▶ **AUSZUG**

Damit waren die Gebeine Kants einwandfrei ermittelt.
Der Stukkateur Meycke nahm einen Gipsabguß
des Schädels und des Unterkiefers ab, und der Fotograf Rosenow
machte Aufnahmen vom Schädel von fünf verschiedenen Seiten
her in einem Drittel der natürlichen Größe.
In der Folgezeit hatte man an der Ostseite des Gewölbes
die Gruft ausgemauert und die Metallsärge fertiggestellt. Die
Aktenstücke über die Ausgrabung, auf Hanfpapier geschrieben
und zusammengerollt, wurden in eine Glasröhre eingeschmolzen
und am Totensonntag, 21. November 1880, in eine Falte des weißseidenen
Bahrtuches gelegt, nachdem die Gebeine des größten Königsbergers
in richtiger Ordnung in einem Zinksarg bestattet worden waren. Unter
Aufsicht von Baumeister Hueter wurde dieser verlötet, in einen
zweiten Metallsarg eingeschoben und vorsichtig in die gemauerte
Gruft herabgelassen.
Durch große Steinplatten wurde die Gruft verschlossen,
der Grabstein Scheffners darüber gelegt und eine Kopie der
Büste Hagemanns von Siemering über ihm aufgestellt (das
Original war schon seit 1820 im Auditorium maximum des Alten Albertinums,
ab 1862 aber im Senatszimmer der Stülerschen Universität
aufgestellt worden). Die Gebeine des Professors Schulz waren wieder
dort beigesetzt worden, wo man sie gefunden hatte.
Die drei Aktenstücke über die Ausgrabung
wurden im Stadtarchiv Königsberg niedergelegt. Bei der Zerstörung
Königsbergs am 29./20. August 1944 durch englische Geschwader
sind sie mit dem gesamten Archiv vernichtet worden.
Die Ausgrabungsszene verewigte der Hauptbeteiligte,
Professor Heydeck, in einer Kreidezeichnung. Diese ist längst
verschollen, doch wurde nach ihr auf Beschluß des Komitees
ein Kupferstich angefertigt. Von diesem hatte sich bis zur Vernichtung
Königsbergs ein einziges Stück im Kantzimmer des Stadtgeschichtlichen
Museums im Kneiphöfischen Rathaus erhalten. Doch beim englischen
Fliegerangriff ging er, wie alle unersetzlichen Kantandenken und
Museumsschätze, in Flammen und Rauch auf. Selbst Reproduktionen
sind kaum aufzutreiben.
Die neugebaute Kantkapelle nennt der Provinzialkonservator
Dr. Dethlefsen 1912 "einen kleinen grauen herzlich unbedeutenden
Bau in gotisierenden Formen; sie verdient die Erwähnung nur
um des großen Toten willen"! Sie wurde nur an Kants Geburts-
und Todestag, mit Blumen geschmückt, der Öffentlichkeit
zugänglich gemacht.

▶ **ARBEITSANWEISUNGEN**
A. Entnehmen Sie dem Auszug über Kants Gebeine wörtlich den Abschnitt zwischen „Der Stukkateur Meycke“ und „der natürlichen Größe.“, beide eingeschlossen.
B. Wo wurden laut dem Auszug über Kants Gebeine die drei Aktenstücke über die Ausgrabung niedergelegt?

Material mit beschrifteten Punkten
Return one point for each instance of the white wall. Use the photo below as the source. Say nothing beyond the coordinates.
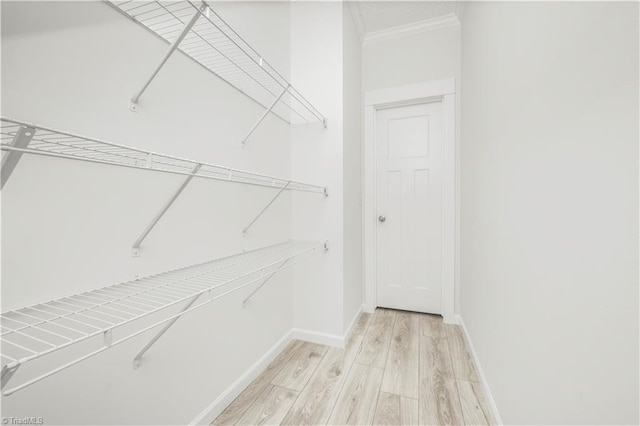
(417, 58)
(68, 227)
(317, 156)
(550, 207)
(352, 169)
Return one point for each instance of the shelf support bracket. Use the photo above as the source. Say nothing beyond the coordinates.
(138, 359)
(7, 373)
(133, 106)
(135, 250)
(10, 160)
(244, 302)
(244, 231)
(286, 89)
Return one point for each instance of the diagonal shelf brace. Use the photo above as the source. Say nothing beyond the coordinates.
(133, 106)
(286, 89)
(10, 160)
(244, 231)
(138, 358)
(135, 249)
(7, 373)
(244, 302)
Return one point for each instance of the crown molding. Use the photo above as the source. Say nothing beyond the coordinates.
(444, 21)
(356, 16)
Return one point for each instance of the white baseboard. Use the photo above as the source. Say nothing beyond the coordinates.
(349, 329)
(214, 409)
(318, 337)
(483, 379)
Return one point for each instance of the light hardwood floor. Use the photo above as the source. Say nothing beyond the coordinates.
(398, 368)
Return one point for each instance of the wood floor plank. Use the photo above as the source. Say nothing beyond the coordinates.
(361, 324)
(375, 346)
(439, 402)
(297, 371)
(432, 325)
(239, 405)
(463, 366)
(315, 402)
(409, 411)
(475, 409)
(395, 410)
(357, 400)
(401, 369)
(270, 407)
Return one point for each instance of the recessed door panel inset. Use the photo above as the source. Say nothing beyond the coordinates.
(409, 207)
(404, 136)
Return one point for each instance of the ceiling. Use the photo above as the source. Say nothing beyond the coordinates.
(382, 15)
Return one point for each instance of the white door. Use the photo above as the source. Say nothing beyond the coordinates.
(409, 207)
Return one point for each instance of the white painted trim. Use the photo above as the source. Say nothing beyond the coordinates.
(214, 409)
(410, 92)
(356, 16)
(483, 380)
(439, 90)
(349, 329)
(208, 415)
(318, 337)
(437, 23)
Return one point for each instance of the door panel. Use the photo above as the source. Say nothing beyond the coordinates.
(409, 195)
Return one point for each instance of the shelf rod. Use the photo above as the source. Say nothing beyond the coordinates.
(303, 187)
(244, 231)
(286, 89)
(138, 358)
(136, 244)
(7, 373)
(172, 48)
(130, 336)
(10, 161)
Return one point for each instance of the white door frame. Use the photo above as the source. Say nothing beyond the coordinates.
(433, 91)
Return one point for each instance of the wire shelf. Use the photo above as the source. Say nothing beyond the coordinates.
(35, 331)
(56, 143)
(212, 43)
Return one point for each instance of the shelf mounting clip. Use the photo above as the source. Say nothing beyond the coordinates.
(10, 160)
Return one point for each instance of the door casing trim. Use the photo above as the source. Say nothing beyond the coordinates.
(433, 91)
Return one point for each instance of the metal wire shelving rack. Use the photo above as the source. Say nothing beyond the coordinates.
(199, 32)
(33, 332)
(21, 137)
(18, 138)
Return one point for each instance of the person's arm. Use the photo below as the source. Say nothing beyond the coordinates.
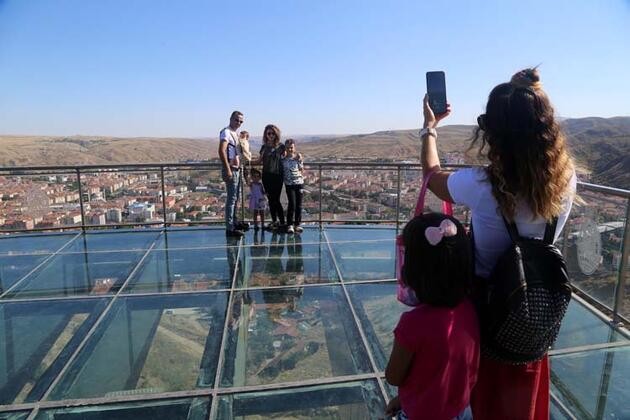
(224, 159)
(398, 365)
(429, 155)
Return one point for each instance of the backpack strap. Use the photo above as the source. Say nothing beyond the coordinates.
(511, 228)
(550, 231)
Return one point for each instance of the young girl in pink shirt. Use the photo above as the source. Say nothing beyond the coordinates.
(435, 357)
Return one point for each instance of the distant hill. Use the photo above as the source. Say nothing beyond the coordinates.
(84, 150)
(602, 145)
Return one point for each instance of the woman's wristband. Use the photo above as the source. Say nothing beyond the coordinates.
(428, 132)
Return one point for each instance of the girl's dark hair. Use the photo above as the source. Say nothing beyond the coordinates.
(441, 274)
(526, 148)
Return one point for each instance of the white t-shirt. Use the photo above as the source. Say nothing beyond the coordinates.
(471, 188)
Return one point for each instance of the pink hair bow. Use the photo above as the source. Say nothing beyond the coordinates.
(435, 234)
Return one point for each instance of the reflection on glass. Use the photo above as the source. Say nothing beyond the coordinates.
(366, 260)
(192, 238)
(33, 244)
(351, 400)
(188, 409)
(113, 241)
(148, 345)
(98, 273)
(348, 233)
(593, 384)
(13, 268)
(37, 339)
(379, 311)
(172, 270)
(581, 327)
(286, 261)
(284, 335)
(594, 238)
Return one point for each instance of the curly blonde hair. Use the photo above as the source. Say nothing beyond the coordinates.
(527, 150)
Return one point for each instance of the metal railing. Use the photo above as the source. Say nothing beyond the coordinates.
(396, 169)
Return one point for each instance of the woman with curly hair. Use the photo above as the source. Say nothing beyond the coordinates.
(530, 179)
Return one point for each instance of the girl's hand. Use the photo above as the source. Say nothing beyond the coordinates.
(393, 407)
(430, 119)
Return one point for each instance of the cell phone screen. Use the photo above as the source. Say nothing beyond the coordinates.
(436, 88)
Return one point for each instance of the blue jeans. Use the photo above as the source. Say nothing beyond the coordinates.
(233, 188)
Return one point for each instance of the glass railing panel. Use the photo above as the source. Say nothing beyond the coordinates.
(379, 311)
(292, 334)
(112, 197)
(195, 195)
(33, 243)
(149, 345)
(359, 193)
(38, 338)
(176, 270)
(286, 261)
(78, 274)
(581, 327)
(181, 409)
(593, 384)
(351, 400)
(594, 237)
(118, 240)
(39, 200)
(15, 267)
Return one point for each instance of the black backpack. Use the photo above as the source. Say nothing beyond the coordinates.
(525, 299)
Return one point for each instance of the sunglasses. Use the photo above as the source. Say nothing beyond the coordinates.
(481, 121)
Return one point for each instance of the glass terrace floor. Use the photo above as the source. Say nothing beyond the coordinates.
(186, 324)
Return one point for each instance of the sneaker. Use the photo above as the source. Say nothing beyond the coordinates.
(244, 226)
(234, 233)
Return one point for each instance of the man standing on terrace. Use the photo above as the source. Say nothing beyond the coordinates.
(231, 172)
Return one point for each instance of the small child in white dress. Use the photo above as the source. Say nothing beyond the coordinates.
(257, 200)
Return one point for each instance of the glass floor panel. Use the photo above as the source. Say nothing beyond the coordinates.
(113, 241)
(183, 409)
(173, 270)
(97, 273)
(14, 416)
(33, 244)
(366, 260)
(292, 334)
(282, 325)
(149, 345)
(193, 238)
(379, 311)
(310, 235)
(37, 339)
(593, 384)
(14, 267)
(287, 263)
(354, 400)
(348, 233)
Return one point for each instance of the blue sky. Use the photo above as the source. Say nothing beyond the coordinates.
(178, 68)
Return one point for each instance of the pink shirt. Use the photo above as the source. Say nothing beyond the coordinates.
(445, 344)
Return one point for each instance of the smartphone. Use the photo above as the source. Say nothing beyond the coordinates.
(436, 88)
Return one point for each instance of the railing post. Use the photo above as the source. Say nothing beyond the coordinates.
(320, 195)
(398, 200)
(620, 289)
(163, 195)
(81, 200)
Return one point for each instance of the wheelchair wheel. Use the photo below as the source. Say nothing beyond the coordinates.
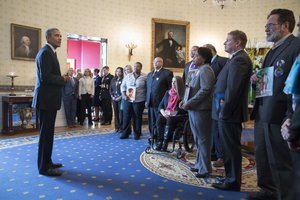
(188, 140)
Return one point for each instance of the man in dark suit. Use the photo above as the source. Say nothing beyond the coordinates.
(47, 99)
(105, 96)
(70, 95)
(190, 65)
(231, 105)
(158, 82)
(168, 52)
(217, 64)
(274, 163)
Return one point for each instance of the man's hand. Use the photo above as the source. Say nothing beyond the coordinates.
(253, 79)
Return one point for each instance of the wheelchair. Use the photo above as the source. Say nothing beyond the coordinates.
(182, 135)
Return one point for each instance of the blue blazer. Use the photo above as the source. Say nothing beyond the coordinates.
(49, 82)
(157, 86)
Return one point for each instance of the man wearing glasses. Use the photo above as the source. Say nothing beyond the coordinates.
(274, 163)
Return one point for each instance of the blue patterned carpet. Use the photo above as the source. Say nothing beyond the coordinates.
(96, 166)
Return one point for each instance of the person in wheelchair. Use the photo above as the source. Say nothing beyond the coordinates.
(169, 113)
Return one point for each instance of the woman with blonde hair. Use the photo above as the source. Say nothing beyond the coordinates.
(86, 94)
(169, 113)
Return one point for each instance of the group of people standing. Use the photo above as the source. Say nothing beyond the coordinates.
(214, 93)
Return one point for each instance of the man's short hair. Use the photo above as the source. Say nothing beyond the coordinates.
(285, 15)
(211, 47)
(239, 35)
(50, 31)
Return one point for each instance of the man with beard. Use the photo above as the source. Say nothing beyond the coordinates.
(274, 163)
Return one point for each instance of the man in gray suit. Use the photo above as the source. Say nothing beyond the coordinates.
(197, 101)
(47, 100)
(217, 64)
(231, 105)
(274, 163)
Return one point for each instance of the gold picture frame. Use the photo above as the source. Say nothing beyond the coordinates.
(163, 47)
(25, 42)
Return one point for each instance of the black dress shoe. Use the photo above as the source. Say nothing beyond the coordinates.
(51, 172)
(56, 165)
(193, 169)
(205, 175)
(226, 186)
(124, 136)
(137, 136)
(262, 195)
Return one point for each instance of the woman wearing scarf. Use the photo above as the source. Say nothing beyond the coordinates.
(169, 113)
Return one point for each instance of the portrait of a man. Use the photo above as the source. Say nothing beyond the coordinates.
(25, 42)
(170, 42)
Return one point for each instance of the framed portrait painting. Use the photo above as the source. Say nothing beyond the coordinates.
(25, 42)
(170, 41)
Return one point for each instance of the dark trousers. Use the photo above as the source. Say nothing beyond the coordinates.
(70, 104)
(231, 144)
(118, 114)
(86, 104)
(170, 122)
(47, 124)
(134, 109)
(106, 110)
(216, 143)
(152, 117)
(273, 160)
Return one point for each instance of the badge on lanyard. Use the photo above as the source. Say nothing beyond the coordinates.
(279, 68)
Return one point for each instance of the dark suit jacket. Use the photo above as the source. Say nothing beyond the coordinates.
(49, 82)
(217, 64)
(273, 108)
(157, 85)
(200, 89)
(233, 83)
(105, 87)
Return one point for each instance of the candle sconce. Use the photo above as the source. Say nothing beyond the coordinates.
(12, 75)
(130, 48)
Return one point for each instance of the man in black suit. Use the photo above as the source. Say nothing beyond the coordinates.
(217, 64)
(168, 52)
(105, 96)
(274, 163)
(47, 99)
(231, 105)
(158, 82)
(190, 65)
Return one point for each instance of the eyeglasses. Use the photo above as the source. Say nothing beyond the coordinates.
(270, 25)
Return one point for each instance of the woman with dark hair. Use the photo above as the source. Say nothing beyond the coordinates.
(169, 113)
(198, 102)
(116, 96)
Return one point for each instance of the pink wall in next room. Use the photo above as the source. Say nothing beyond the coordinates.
(85, 53)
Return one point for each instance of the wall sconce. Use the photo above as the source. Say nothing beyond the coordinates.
(12, 75)
(130, 47)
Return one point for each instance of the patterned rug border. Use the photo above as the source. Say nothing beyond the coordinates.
(24, 140)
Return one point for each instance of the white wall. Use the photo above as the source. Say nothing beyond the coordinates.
(122, 21)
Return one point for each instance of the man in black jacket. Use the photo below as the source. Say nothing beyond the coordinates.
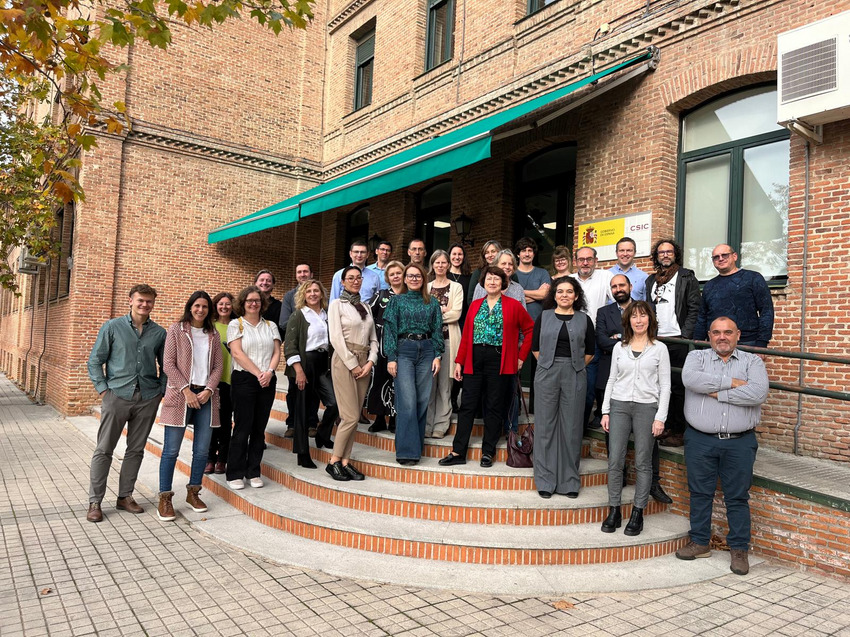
(674, 293)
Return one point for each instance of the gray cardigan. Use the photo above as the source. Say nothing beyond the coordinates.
(645, 379)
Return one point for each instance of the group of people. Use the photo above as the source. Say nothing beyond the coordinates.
(403, 341)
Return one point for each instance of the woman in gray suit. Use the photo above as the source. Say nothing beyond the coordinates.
(563, 342)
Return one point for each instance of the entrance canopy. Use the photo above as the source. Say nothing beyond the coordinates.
(444, 154)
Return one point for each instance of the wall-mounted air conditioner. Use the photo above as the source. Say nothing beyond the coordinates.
(814, 72)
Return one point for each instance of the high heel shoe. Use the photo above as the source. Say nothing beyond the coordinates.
(304, 460)
(614, 520)
(635, 525)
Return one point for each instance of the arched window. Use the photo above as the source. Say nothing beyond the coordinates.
(546, 201)
(733, 183)
(434, 216)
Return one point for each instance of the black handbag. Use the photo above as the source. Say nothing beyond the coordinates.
(521, 446)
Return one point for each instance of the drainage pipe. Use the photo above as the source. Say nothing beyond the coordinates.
(803, 286)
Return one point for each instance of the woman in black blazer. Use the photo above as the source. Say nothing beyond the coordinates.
(307, 352)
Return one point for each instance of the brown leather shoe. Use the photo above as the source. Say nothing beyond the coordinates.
(94, 514)
(740, 562)
(165, 510)
(194, 501)
(129, 504)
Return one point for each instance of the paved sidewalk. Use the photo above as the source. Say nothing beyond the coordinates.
(133, 575)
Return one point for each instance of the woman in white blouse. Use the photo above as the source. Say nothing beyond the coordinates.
(255, 346)
(450, 296)
(307, 351)
(636, 400)
(355, 344)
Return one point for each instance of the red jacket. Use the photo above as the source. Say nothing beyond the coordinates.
(514, 320)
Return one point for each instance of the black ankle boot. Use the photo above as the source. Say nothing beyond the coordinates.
(635, 525)
(613, 521)
(304, 460)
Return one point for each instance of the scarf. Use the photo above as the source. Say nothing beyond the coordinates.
(665, 274)
(354, 299)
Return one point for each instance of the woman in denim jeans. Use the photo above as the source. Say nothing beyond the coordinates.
(413, 343)
(192, 362)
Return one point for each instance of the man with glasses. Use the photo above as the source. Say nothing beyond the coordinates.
(674, 293)
(596, 285)
(740, 294)
(371, 281)
(383, 254)
(626, 250)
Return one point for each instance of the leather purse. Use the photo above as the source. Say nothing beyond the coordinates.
(521, 446)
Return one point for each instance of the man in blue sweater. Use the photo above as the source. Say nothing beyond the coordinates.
(740, 294)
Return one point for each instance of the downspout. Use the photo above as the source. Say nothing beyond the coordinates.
(804, 285)
(38, 401)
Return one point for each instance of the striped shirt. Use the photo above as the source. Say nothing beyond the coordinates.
(258, 341)
(734, 410)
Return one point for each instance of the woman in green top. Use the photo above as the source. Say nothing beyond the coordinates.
(413, 343)
(217, 458)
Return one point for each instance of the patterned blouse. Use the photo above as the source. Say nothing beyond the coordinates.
(487, 325)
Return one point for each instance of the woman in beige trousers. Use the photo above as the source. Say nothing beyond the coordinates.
(352, 335)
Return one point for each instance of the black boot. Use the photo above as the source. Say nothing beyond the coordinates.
(613, 521)
(635, 525)
(304, 460)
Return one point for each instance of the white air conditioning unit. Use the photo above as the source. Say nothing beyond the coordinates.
(814, 72)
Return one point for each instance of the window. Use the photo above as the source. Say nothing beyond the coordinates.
(733, 183)
(536, 5)
(546, 202)
(440, 34)
(434, 216)
(364, 70)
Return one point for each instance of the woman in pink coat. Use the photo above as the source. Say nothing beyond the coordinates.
(193, 364)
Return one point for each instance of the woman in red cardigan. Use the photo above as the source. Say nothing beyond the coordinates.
(489, 357)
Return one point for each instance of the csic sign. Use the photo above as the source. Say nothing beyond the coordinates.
(603, 234)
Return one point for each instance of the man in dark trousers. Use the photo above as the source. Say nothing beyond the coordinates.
(674, 293)
(609, 331)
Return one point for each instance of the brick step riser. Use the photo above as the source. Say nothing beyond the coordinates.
(431, 550)
(443, 479)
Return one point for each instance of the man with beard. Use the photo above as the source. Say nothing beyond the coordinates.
(725, 388)
(674, 293)
(609, 331)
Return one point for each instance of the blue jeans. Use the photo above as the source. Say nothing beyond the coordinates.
(707, 458)
(200, 418)
(412, 393)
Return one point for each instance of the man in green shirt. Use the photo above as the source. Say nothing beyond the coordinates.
(125, 366)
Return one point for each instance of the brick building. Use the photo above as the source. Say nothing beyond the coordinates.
(681, 122)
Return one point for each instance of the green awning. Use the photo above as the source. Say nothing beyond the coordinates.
(446, 153)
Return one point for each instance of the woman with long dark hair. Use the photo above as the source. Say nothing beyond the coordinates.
(636, 399)
(381, 398)
(413, 342)
(307, 352)
(255, 346)
(222, 312)
(352, 334)
(192, 363)
(563, 342)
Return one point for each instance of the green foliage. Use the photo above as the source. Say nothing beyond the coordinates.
(54, 50)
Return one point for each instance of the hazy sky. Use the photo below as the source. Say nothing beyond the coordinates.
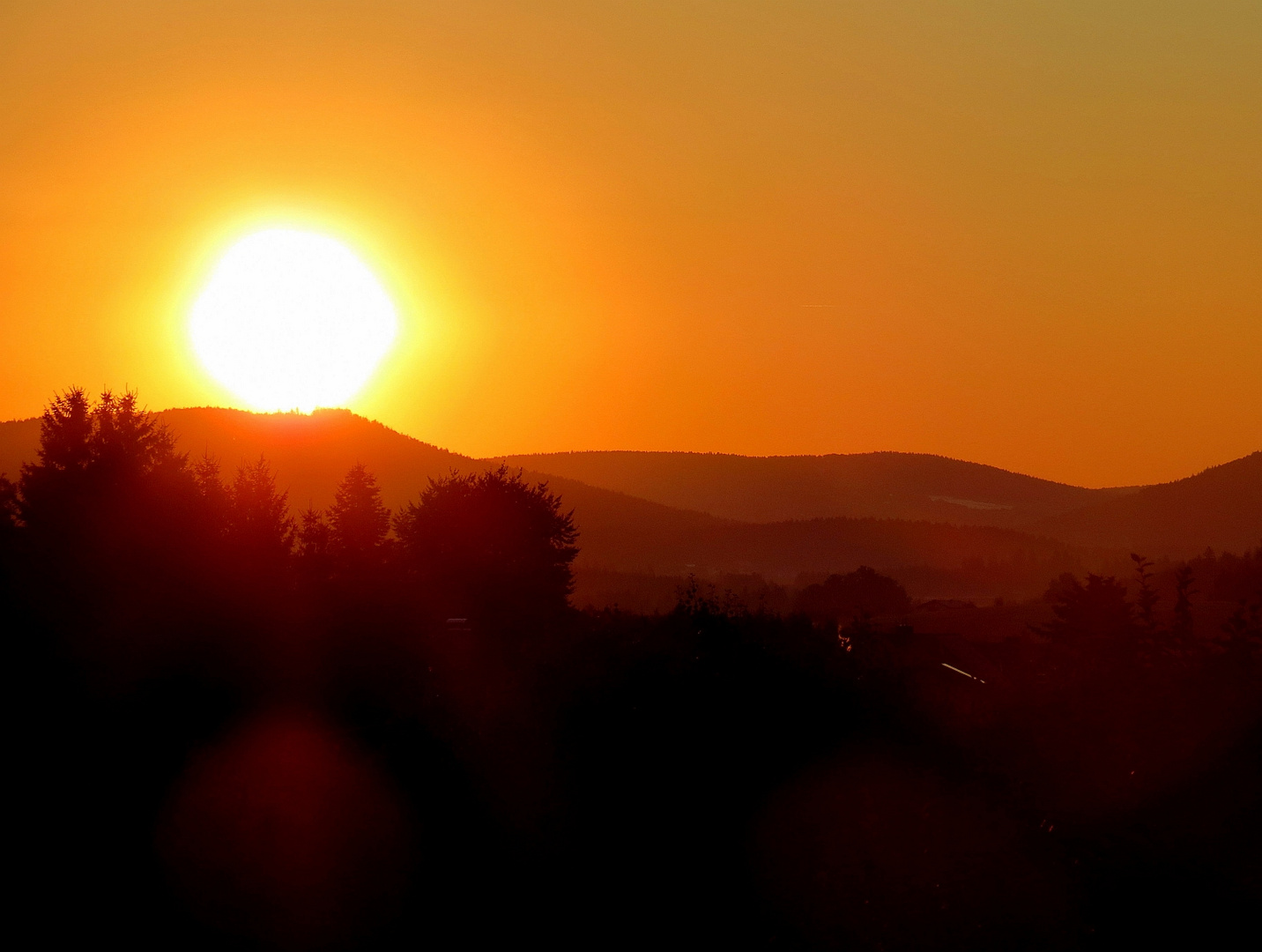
(1025, 234)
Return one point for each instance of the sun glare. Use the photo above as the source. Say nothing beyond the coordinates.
(292, 320)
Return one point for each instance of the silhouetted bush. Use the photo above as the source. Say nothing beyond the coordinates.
(488, 546)
(843, 598)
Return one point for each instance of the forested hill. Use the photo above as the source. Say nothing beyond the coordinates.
(862, 485)
(1221, 507)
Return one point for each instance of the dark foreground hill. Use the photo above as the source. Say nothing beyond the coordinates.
(773, 489)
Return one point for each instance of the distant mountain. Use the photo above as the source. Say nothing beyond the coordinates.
(862, 485)
(1221, 507)
(309, 453)
(935, 500)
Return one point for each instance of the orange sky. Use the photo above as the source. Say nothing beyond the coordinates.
(1022, 236)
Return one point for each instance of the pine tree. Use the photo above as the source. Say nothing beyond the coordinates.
(357, 520)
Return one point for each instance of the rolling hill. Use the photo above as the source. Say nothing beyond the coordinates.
(1221, 507)
(862, 485)
(309, 453)
(900, 509)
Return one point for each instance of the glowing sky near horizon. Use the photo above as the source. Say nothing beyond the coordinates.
(1021, 234)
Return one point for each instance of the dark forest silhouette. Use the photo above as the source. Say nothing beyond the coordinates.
(240, 720)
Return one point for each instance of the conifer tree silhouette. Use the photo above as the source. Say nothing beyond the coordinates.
(259, 520)
(357, 520)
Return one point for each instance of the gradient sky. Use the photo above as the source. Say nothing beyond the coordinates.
(1021, 234)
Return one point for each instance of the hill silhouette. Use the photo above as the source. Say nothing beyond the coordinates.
(773, 489)
(1221, 507)
(935, 511)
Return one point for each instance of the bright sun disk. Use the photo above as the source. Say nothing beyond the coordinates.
(292, 320)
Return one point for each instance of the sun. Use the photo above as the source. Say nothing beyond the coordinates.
(292, 320)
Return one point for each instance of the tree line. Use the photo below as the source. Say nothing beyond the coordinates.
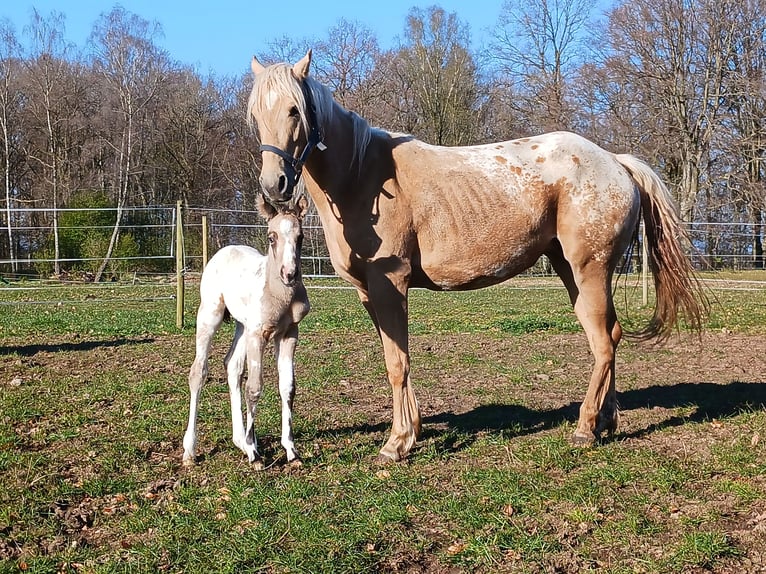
(680, 83)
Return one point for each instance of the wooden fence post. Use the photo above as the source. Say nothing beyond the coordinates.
(179, 266)
(204, 241)
(644, 267)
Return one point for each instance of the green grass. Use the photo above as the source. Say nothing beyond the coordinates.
(93, 404)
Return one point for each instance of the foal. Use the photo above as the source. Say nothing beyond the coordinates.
(266, 296)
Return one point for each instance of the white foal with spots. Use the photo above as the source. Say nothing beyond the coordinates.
(266, 296)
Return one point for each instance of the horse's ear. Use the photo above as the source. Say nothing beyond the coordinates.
(256, 66)
(266, 210)
(301, 206)
(301, 68)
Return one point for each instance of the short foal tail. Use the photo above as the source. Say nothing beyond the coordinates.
(676, 286)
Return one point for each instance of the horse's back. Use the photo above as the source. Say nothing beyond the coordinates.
(485, 213)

▶ **ERGEBNISSE JE AUFGABE**
A.
Der Stukkateur Meycke nahm einen Gipsabguß
des Schädels und des Unterkiefers ab, und der Fotograf Rosenow
machte Aufnahmen vom Schädel von fünf verschiedenen Seiten
her in einem Drittel der natürlichen Größe.

B. Im Stadtarchiv Königsberg.